• EXERCISE INPUT:
-- start --
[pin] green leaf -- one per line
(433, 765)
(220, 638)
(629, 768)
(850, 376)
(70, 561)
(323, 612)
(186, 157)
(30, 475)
-- end --
-- start --
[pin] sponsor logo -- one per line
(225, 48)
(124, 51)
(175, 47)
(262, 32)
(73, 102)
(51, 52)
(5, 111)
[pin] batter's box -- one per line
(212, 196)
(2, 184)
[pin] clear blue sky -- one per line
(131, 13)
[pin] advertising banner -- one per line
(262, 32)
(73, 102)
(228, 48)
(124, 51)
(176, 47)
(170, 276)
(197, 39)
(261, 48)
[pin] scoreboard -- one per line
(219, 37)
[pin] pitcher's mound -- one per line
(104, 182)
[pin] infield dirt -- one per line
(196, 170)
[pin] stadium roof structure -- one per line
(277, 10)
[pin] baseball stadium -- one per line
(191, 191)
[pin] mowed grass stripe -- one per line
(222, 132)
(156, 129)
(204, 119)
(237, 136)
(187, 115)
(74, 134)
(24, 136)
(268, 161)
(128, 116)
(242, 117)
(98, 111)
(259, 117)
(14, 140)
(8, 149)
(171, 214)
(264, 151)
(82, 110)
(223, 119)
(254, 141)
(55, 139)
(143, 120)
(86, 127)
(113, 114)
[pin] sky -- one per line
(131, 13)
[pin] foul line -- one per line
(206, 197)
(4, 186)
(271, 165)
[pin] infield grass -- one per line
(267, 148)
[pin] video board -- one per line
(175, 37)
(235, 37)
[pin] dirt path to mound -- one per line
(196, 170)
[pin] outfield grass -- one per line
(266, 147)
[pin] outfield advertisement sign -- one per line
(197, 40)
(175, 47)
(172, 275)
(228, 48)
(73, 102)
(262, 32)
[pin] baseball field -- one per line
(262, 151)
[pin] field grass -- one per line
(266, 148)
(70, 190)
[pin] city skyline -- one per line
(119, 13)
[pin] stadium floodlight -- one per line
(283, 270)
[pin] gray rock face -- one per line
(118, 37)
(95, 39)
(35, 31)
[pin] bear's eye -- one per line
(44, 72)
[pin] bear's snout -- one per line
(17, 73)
-- end --
-- start --
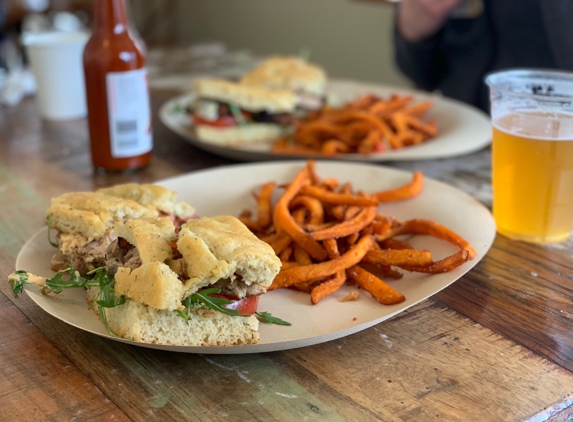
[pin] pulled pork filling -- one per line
-- end --
• TASK BRIEF: Please collect every line of the data above that contains the word "infield".

• CORRECT RESULT:
[pin] infield dirt -- one per line
[pin] infield grass -- one per line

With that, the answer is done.